Within the entries that follow, show each line where the word "bench" occurs.

**Material supplied**
━━━

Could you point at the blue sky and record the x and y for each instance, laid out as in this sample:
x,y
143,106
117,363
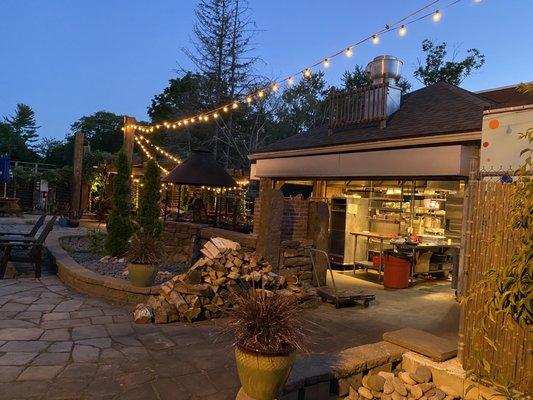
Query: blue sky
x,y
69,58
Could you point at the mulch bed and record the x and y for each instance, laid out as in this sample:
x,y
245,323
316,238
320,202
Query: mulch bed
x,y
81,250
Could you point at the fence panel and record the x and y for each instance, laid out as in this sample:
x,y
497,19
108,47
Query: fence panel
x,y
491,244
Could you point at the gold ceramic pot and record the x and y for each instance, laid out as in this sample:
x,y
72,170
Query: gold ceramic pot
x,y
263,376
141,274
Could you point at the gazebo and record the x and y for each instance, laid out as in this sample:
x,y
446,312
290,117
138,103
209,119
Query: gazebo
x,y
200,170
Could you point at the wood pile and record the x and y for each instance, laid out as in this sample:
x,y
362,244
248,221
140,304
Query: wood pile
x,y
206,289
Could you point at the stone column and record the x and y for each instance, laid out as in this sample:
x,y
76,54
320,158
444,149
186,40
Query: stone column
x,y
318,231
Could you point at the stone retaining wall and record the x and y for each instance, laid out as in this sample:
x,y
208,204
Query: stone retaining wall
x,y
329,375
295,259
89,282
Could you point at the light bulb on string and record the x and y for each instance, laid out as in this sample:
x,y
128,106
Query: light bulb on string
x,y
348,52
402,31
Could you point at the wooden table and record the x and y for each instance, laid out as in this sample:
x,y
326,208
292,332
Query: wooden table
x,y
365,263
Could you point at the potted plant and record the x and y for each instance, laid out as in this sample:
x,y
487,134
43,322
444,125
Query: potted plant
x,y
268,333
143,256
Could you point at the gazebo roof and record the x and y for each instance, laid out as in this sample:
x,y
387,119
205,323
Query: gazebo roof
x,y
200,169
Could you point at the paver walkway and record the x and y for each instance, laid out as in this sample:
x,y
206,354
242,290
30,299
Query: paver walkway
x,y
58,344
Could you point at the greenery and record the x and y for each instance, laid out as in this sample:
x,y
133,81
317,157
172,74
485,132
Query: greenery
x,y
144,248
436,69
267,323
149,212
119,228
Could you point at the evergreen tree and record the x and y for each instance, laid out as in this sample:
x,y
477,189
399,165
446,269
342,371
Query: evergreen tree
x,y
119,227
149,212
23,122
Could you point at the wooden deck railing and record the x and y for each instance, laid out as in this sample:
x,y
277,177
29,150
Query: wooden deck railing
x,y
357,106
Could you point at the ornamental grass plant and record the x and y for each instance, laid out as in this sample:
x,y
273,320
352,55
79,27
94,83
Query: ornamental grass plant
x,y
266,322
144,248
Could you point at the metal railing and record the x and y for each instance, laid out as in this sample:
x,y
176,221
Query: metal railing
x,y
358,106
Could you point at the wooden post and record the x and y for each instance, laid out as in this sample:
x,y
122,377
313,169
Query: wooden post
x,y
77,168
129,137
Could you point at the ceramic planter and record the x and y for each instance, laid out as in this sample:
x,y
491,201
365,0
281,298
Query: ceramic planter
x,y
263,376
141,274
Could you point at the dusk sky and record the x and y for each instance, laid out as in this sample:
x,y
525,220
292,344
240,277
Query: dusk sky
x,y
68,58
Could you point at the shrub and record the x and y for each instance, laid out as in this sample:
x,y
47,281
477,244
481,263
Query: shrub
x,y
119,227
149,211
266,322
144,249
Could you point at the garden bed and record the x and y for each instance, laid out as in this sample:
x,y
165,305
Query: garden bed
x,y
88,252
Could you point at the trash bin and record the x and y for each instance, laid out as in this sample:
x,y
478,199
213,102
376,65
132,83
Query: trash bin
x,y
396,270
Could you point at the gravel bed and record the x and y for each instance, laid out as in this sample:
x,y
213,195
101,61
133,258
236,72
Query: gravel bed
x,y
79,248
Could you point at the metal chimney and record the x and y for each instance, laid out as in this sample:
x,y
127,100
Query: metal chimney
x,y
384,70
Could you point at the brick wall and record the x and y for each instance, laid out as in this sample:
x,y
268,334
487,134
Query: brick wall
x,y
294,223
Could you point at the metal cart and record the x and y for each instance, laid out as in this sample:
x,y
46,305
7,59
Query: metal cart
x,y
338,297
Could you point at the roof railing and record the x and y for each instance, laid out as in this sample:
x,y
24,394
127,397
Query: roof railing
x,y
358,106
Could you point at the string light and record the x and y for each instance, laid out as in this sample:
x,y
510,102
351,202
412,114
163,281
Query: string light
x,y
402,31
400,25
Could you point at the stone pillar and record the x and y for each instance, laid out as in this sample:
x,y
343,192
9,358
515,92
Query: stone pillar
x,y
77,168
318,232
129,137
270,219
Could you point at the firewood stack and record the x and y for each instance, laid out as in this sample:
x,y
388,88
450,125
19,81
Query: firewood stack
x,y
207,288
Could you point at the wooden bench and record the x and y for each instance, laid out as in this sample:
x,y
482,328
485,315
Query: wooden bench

━━━

**Response area**
Could you point at the wooden bench and record the x and y for each instance, laid out as in this sample:
Query: wooden bench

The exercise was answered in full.